Begin

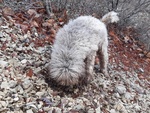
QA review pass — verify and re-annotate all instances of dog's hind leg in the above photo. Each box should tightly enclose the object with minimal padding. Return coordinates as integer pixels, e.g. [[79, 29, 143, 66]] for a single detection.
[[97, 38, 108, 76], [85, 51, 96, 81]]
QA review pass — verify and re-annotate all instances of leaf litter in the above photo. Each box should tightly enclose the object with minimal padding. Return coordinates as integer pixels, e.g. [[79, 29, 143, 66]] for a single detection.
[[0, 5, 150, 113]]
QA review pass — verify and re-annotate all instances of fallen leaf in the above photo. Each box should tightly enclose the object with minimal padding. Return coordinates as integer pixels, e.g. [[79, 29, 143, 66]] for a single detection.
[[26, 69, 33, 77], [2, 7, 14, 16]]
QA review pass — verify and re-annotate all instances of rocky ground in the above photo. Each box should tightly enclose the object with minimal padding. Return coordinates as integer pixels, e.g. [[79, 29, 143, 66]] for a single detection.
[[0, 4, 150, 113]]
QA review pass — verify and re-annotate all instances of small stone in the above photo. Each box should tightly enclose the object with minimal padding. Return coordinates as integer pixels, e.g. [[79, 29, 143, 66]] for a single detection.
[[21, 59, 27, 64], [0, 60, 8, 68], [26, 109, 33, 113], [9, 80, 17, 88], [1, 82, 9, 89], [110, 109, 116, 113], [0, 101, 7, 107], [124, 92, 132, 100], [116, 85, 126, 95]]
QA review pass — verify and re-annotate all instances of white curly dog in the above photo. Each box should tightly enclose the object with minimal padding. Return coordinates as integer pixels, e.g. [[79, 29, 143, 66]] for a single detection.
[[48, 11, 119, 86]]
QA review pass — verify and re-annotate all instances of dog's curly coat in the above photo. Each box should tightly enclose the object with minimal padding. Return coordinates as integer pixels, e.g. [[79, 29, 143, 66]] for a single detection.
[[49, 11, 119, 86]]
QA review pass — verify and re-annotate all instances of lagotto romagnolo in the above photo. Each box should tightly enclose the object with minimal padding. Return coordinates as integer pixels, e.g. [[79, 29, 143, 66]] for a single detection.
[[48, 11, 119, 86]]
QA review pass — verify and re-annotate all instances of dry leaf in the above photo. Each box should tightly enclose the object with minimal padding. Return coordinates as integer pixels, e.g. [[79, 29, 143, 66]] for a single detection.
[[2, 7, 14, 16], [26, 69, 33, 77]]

End

* **Short exercise**:
Can you retype all of the entries above word for word, leaving out the pictures?

* **Solution to this task**:
QA review pass — verify and re-annotate all instances of dog's hind leg in the above photo. Each box should tightly enclose the object with minimal padding. Return coordinates as integer pixels, e.g. [[79, 29, 143, 66]] for a single detection.
[[97, 38, 108, 76], [85, 51, 96, 81]]
QA review pass — verify and re-annotate all instances of leaf litter in the above photo. Each box should tightly enclose the object with minimal padding. Return coordinates as integer pixels, e.g. [[79, 29, 143, 66]] for a single detection.
[[0, 5, 150, 113]]
QA review pass — verify and re-annotate all instances of fallen leaf in the above photo. Each box should tightly enclose the object with minimal padding. Return coordinates as integer pixels, e.g. [[79, 29, 143, 66]] for a single detection.
[[26, 69, 33, 77], [2, 7, 14, 16]]
QA review pass — verify and re-annotate all instances of rocky ground in the above photo. Each box should tightly enclose the object with minimal padding. Return coordinates as integer pixels, e.g. [[79, 29, 143, 66]] for a single detection.
[[0, 4, 150, 113]]
QA review pass — verify and re-annotate all instances of small stone in the above photo. Each box should tightly enclose the object with minimal padding. Return coordinates as integer pixels, e.g. [[79, 29, 143, 66]] for a single detection.
[[21, 59, 27, 64], [0, 60, 8, 68], [26, 109, 33, 113], [9, 80, 17, 88], [1, 82, 9, 89], [110, 109, 116, 113], [0, 101, 7, 107], [124, 92, 132, 100], [116, 85, 126, 95]]
QA review pass — verify and re-annotate all instances of white curly dog in the above photo. Each box should tightly enclose the object with minimal padding. Return coordinates as integer pixels, e.g. [[79, 29, 143, 66]] for a single detection.
[[48, 11, 119, 86]]
QA review pass — verify and re-annotate all instances of dog's curly coat in the above photo. Each box should tightly enclose the object with minimal padding. Return coordinates as integer pixels, e.g. [[79, 29, 143, 66]] for a single detection.
[[49, 11, 119, 86]]
QA review pass — verify and re-annotate all instances of lagotto romagnolo in the above photo. Each box should tightly enclose the object with minimal padding. Return coordinates as integer pixels, e.g. [[79, 29, 143, 66]] for a single detection.
[[48, 11, 119, 86]]
QA review pass — verify and re-annotate all instances of dry leaf in the above photo. Each box should tightly enclose the object with minimal padding. Return coordinates as integer pixels, e.g. [[79, 29, 143, 66]] for a single detection.
[[2, 7, 14, 16], [26, 69, 33, 77]]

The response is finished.